● Supplied material:
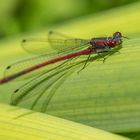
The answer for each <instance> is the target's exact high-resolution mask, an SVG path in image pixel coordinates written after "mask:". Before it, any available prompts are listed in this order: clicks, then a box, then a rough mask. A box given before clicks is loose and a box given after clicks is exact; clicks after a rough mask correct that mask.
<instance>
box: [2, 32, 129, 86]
mask: <svg viewBox="0 0 140 140" xmlns="http://www.w3.org/2000/svg"><path fill="white" fill-rule="evenodd" d="M52 35H54V33H53V32H50V33H49V37H48V38H47V39H27V40H26V39H25V40H23V41H22V45H23V48H24V49H25V50H26V51H27V52H31V53H35V54H40V55H39V56H37V57H34V58H30V59H26V60H23V61H20V62H16V63H14V64H12V65H9V66H8V67H7V68H6V70H5V75H4V78H3V79H1V80H0V84H3V83H6V82H9V81H11V80H14V79H16V78H18V77H21V76H23V75H26V74H30V73H32V72H33V71H36V70H38V69H41V68H43V67H47V66H49V65H52V64H54V63H58V62H60V61H64V60H68V59H72V58H75V57H77V56H81V55H87V56H88V57H87V59H86V61H85V64H84V66H83V68H82V69H84V68H85V66H86V64H87V62H88V61H89V59H90V56H91V54H97V55H99V56H100V57H103V56H102V53H105V52H111V51H113V50H112V49H113V48H115V47H116V46H118V45H121V44H122V38H123V37H124V36H122V34H121V33H120V32H115V33H114V34H113V36H112V37H97V38H91V39H79V38H67V39H66V38H65V37H62V39H57V38H53V39H52V38H51V37H50V36H52ZM124 38H126V37H124ZM37 42H41V43H43V45H37V44H36V45H33V44H35V43H37ZM29 44H32V45H29ZM49 45H50V46H52V48H54V49H55V51H50V52H49V50H48V49H49V47H48V46H49ZM39 58H41V61H36V60H38V59H39ZM103 60H105V58H104V57H103ZM29 61H30V64H28V65H26V63H28V62H29ZM33 62H36V63H37V64H34V63H33ZM21 65H22V66H23V68H22V69H21V68H19V67H20V66H21Z"/></svg>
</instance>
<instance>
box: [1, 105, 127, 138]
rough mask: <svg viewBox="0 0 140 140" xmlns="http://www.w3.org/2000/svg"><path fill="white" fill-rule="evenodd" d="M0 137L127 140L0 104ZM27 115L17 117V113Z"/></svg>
mask: <svg viewBox="0 0 140 140" xmlns="http://www.w3.org/2000/svg"><path fill="white" fill-rule="evenodd" d="M0 108H1V111H0V139H6V140H26V139H30V140H50V139H52V140H58V139H59V140H85V139H89V140H90V139H92V140H104V139H105V138H106V139H108V140H129V139H128V138H125V137H121V136H119V135H115V134H111V133H108V132H105V131H103V130H99V129H96V128H91V127H88V126H84V125H81V124H78V123H74V122H71V121H67V120H64V119H60V118H57V117H53V116H50V115H44V114H42V113H35V112H32V114H28V113H29V112H30V113H31V111H30V110H25V109H19V108H15V107H12V106H9V105H4V104H0ZM23 113H27V114H28V115H25V116H22V117H18V118H17V116H19V114H23Z"/></svg>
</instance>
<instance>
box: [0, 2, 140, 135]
mask: <svg viewBox="0 0 140 140" xmlns="http://www.w3.org/2000/svg"><path fill="white" fill-rule="evenodd" d="M139 7H140V2H138V3H135V4H131V5H127V6H124V7H120V8H116V9H112V10H109V11H105V12H102V13H99V14H94V15H90V16H88V17H85V18H81V19H77V20H76V21H72V22H70V23H65V24H64V25H63V26H61V27H60V26H58V27H56V28H54V30H57V31H59V32H62V33H66V34H68V35H70V36H77V37H79V38H92V37H96V36H104V35H105V36H110V35H112V34H113V33H114V32H115V31H120V32H122V34H123V35H124V36H128V37H129V38H130V39H129V40H125V39H124V40H123V48H122V49H121V50H120V52H121V53H120V54H118V55H117V54H114V55H111V56H110V57H109V58H108V59H107V60H106V62H105V63H104V64H103V63H102V62H100V61H96V60H97V56H95V55H93V57H92V58H91V59H90V64H89V65H88V67H86V69H84V70H83V71H81V72H80V74H79V75H77V71H78V70H79V69H80V67H82V65H81V64H82V63H81V64H80V65H79V66H80V67H78V68H76V69H74V71H72V72H71V74H70V76H67V77H66V78H64V80H63V79H60V81H59V82H58V83H56V84H54V85H53V86H51V88H49V89H47V92H45V94H44V96H41V97H42V98H38V99H39V100H38V102H35V101H36V100H35V98H34V97H35V96H33V97H32V96H31V97H32V98H29V99H27V100H24V102H22V103H21V104H19V106H21V107H25V108H31V107H32V104H31V103H33V102H35V105H36V108H34V109H35V110H36V111H43V112H44V110H45V112H46V113H48V114H51V115H54V116H58V117H61V118H65V119H68V120H72V121H75V122H79V123H82V124H86V125H90V126H94V127H97V128H102V129H104V130H108V131H112V132H118V133H126V132H134V131H140V94H139V92H140V86H139V84H140V80H139V79H140V55H139V54H140V28H139V25H140V18H139V17H140V8H139ZM46 31H48V30H46ZM46 31H45V33H43V32H41V33H39V34H37V35H36V34H35V35H33V36H45V34H46ZM26 38H27V37H26ZM19 42H20V39H17V40H16V41H15V42H14V41H13V42H9V43H7V44H4V45H3V44H2V45H1V52H2V54H1V55H0V59H1V65H2V66H5V65H8V64H9V63H11V62H14V61H15V60H16V61H17V60H21V59H23V58H25V57H29V56H28V55H27V54H23V52H22V50H20V46H19V44H20V43H19ZM81 60H83V58H81V59H79V61H81ZM1 74H2V71H1ZM58 76H60V75H58ZM55 78H57V77H54V79H53V78H51V80H50V81H47V82H46V84H48V83H49V85H51V83H52V82H53V81H55ZM62 81H64V82H62ZM59 83H60V84H59ZM61 83H62V84H61ZM19 85H22V82H21V83H20V82H19V83H8V84H6V85H4V86H1V87H0V93H1V101H2V102H5V103H8V102H9V100H10V96H11V94H10V93H12V91H14V90H15V89H17V88H18V87H19ZM44 85H45V83H44ZM40 88H42V87H41V86H40ZM37 89H39V88H37ZM55 89H57V90H55ZM39 90H40V89H39ZM37 95H40V93H39V92H38V93H37ZM51 95H53V96H51ZM47 97H49V104H46V101H47V102H48V98H47ZM50 97H51V99H50ZM45 104H46V106H45V107H46V108H45V109H44V105H45ZM42 106H43V110H42ZM45 112H44V113H45Z"/></svg>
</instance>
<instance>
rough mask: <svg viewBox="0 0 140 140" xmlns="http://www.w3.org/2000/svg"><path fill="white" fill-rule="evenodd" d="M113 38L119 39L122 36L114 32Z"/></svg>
mask: <svg viewBox="0 0 140 140" xmlns="http://www.w3.org/2000/svg"><path fill="white" fill-rule="evenodd" d="M113 37H114V38H120V37H122V34H121V33H120V32H116V33H114V35H113Z"/></svg>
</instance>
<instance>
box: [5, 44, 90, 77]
mask: <svg viewBox="0 0 140 140" xmlns="http://www.w3.org/2000/svg"><path fill="white" fill-rule="evenodd" d="M82 47H85V48H86V47H87V45H85V46H82ZM77 49H80V48H77ZM75 51H76V50H75ZM69 53H72V52H69V51H67V50H65V51H60V52H58V51H52V52H50V53H48V54H43V55H39V56H35V57H32V58H28V59H25V60H21V61H18V62H15V63H13V64H11V65H9V66H7V68H6V69H5V72H4V78H6V77H8V76H11V75H14V74H16V73H18V72H20V71H23V70H25V69H27V68H30V67H32V66H35V65H37V64H41V63H43V62H46V61H48V60H51V59H54V58H58V57H60V56H63V55H67V54H69ZM60 63H62V62H61V61H60V62H57V63H53V66H52V65H51V64H50V65H47V66H45V67H42V68H40V69H36V70H35V71H33V72H30V73H27V74H25V75H24V76H21V78H16V79H19V80H22V79H27V78H31V77H33V76H35V75H37V74H39V73H41V72H42V71H48V70H49V69H51V68H53V67H55V66H57V65H59V64H60Z"/></svg>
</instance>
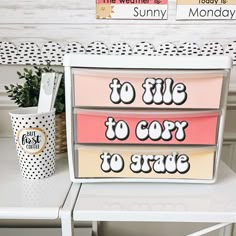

● Exercise:
Repeat, with no pictures, each line from the beginning of the data through the line containing "box: [1, 105, 127, 138]", inclusive.

● Task result:
The answer for each <instance> is the target's exact high-resolution mask, an SVG path in image pixel coordinates written after "mask:". Before it, any available prompts are listed in this order: clicks, then a box, then a rough mask. A box given before clicks is loose and a box given after clicks is exact; clicks after a rough mask correct that mask.
<instance>
box: [2, 32, 129, 86]
mask: <svg viewBox="0 0 140 140" xmlns="http://www.w3.org/2000/svg"><path fill="white" fill-rule="evenodd" d="M52 35H54V33H53V32H50V33H49V37H48V38H47V39H27V40H26V39H25V40H23V41H22V45H23V48H24V49H25V50H26V51H27V52H31V53H35V54H40V55H39V56H37V57H34V58H30V59H26V60H23V61H20V62H16V63H14V64H12V65H9V66H8V67H7V68H6V70H5V75H4V78H3V79H1V80H0V84H3V83H6V82H9V81H11V80H14V79H16V78H18V77H21V76H23V75H26V74H30V73H32V72H33V71H36V70H38V69H41V68H43V67H47V66H49V65H52V64H54V63H58V62H60V61H64V60H68V59H72V58H75V57H77V56H81V55H87V56H88V57H87V59H86V61H85V64H84V66H83V68H82V69H84V68H85V66H86V64H87V62H88V61H89V59H90V56H91V54H97V55H99V56H100V57H103V56H102V53H105V52H111V51H113V50H112V49H113V48H115V47H116V46H118V45H121V44H122V38H123V37H124V36H122V34H121V33H120V32H115V33H114V34H113V36H112V37H97V38H91V39H79V38H67V39H66V38H65V37H62V39H57V38H53V39H52V38H51V37H50V36H52ZM124 38H126V37H124ZM37 42H41V43H43V45H37V44H36V45H33V44H35V43H37ZM29 44H32V45H29ZM49 45H50V46H52V48H54V49H55V51H50V52H49V50H48V49H49V47H48V46H49ZM39 58H41V61H36V60H38V59H39ZM103 60H105V58H104V57H103ZM29 61H30V64H28V65H26V63H28V62H29ZM33 62H36V63H37V64H34V63H33ZM21 65H22V66H23V68H22V69H21V68H19V67H20V66H21Z"/></svg>
</instance>
<instance>
box: [1, 105, 127, 138]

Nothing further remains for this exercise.